───── Excerpt

Brent Matehaere

Personal information
- Born: 1969 (age 55–56)
- Nationality: New Zealand

Career information
- High school: St John's College (Hamilton, New Zealand)
- Playing career: 1990–1992
- Coaching career: 2010–present

Career history

Playing
- 1990–1992: Otago Nuggets

Coaching
- 2010–2013: Otago Gold Rush
- 2020–2024: Otago Nuggets

Career highlights
- 2× NBL champion (2020, 2022); NBL Coach of the Year (2020); WBC champion (2011); WBC Coach of the Year (2011);

= Brent Matehaere =

New Zealand basketball player and coach

Brent Matehaere (born c. 1969) is a New Zealand basketball coach and former player who most recently served as head coach of the Otago Nuggets in the National Basketball League (NBL).

==Early life==
Matehaere grew up in Hamilton and attended St John's College, graduating in 1987. He attended the University of Otago where he completed teaching studies.

==Playing career==
Matehaere was a foundation player when the Otago Nuggets entered the National Basketball League (NBL) in 1990. He played for the Nuggets in 1990, 1991 and 1992.

──────────

Questions on the material =
a - Answer these questions using the Brent Matehaere profile:
(i) Which high school did Matehaere attend?
(ii) In what year did the Otago Nuggets enter the National Basketball League?
(iii) Which team did Matehaere coach from 2010 to 2013?
b - Rewrite everything from "New Zealand basketball player" down to "Basketball League (NBL)." in the Brent Matehaere profile, changing "head coach" to "chief coach".
c - Decide whether each statement agrees with the Brent Matehaere profile, and back up each yes or no with the words that settle it:
(i) Matehaere graduated from St John's College in 1987.
(ii) Matehaere played five seasons for the Nuggets.
(iii) Matehaere was named NBL Coach of the Year in 2022.
The stored records that come next have nothing to do with this.

───── Records supplied

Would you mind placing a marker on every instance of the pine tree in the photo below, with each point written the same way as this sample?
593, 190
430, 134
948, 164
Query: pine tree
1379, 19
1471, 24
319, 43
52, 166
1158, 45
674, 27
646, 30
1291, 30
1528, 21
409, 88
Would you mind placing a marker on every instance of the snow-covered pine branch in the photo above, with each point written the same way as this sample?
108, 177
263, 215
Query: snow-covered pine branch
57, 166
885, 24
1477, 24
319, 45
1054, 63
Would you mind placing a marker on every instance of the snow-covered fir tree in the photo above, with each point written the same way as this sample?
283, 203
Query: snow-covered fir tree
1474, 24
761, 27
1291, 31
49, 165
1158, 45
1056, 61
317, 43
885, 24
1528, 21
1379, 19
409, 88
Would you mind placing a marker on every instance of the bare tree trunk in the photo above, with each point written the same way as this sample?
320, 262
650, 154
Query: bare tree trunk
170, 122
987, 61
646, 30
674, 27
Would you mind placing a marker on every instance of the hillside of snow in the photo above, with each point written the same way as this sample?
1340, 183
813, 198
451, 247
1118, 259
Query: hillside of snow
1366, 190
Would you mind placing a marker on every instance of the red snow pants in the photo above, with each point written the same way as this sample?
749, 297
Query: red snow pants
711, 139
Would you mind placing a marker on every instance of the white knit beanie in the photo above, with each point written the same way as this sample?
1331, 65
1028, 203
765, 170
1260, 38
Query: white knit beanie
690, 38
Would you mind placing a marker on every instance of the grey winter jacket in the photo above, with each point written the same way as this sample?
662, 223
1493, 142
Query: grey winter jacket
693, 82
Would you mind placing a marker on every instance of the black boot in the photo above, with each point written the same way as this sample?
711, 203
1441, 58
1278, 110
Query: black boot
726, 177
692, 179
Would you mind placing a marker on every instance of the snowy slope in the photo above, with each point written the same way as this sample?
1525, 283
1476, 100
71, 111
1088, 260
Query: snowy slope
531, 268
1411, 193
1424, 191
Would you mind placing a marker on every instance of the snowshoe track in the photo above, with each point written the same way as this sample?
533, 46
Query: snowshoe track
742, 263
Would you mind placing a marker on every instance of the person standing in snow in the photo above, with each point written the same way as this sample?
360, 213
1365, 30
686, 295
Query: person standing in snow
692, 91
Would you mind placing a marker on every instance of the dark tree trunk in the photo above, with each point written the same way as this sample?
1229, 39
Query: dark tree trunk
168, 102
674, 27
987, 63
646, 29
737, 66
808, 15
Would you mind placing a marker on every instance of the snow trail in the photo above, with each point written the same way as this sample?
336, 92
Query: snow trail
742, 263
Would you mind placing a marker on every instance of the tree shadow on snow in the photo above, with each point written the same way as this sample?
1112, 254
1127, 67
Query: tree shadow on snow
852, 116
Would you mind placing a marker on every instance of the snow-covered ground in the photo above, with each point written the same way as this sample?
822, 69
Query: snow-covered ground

──────────

Results in order =
a -
(i) St John's College
(ii) 1990
(iii) Otago Gold Rush

b -
New Zealand basketball player and coach

Brent Matehaere (born c. 1969) is a New Zealand basketball coach and former player who most recently served as chief coach of the Otago Nuggets in the National Basketball League (NBL).

c -
(i) Yes: "attended St John's College, graduating in 1987"
(ii) No: "He played for the Nuggets in 1990, 1991 and 1992."
(iii) No: "NBL Coach of the Year (2020)"